--- The problem ---
All lines from the line containing "Would you mind pointing to the streetlight" up to and including the last line of the listing below should be echoed exactly; no other lines belong in the response.

** Opening Records block **

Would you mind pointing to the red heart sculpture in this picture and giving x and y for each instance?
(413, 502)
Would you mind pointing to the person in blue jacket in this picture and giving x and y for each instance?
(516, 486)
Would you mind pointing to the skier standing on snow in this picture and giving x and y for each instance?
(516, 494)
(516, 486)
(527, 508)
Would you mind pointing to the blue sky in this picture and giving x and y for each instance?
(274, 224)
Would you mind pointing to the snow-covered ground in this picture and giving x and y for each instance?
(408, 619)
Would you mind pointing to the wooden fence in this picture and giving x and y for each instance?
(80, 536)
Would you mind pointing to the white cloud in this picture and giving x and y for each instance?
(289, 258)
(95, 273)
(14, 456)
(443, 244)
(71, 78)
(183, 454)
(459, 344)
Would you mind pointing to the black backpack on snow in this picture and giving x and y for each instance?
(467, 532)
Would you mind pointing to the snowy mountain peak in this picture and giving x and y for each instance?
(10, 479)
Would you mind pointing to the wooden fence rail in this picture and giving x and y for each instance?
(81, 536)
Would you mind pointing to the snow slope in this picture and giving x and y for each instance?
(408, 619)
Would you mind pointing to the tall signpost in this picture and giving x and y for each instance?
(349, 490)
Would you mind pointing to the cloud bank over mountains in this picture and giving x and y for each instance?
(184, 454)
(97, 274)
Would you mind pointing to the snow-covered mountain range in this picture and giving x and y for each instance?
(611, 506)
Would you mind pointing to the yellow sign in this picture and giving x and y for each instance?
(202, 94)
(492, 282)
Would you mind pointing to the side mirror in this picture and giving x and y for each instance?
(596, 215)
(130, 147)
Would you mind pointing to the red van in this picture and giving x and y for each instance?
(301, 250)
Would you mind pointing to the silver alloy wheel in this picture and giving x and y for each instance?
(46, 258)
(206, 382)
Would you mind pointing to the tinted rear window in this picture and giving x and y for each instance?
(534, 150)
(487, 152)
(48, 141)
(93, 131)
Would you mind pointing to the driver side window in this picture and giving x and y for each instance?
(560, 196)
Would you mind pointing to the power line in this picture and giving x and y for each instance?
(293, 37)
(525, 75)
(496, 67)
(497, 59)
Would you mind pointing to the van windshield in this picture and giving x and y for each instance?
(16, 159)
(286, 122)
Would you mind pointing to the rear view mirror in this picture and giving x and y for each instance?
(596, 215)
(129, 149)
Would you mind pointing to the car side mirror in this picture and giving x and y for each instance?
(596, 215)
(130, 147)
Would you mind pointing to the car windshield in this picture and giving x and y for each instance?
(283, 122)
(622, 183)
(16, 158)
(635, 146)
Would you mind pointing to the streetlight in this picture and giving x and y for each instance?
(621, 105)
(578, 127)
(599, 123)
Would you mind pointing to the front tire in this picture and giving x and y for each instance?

** Closing Records block **

--- Answer space ---
Would you mind pointing to the streetlight in this picture and giving x and y for each instance?
(621, 105)
(578, 127)
(599, 123)
Would you mind pointing to the front tire in this picture and giving x and y for each instance?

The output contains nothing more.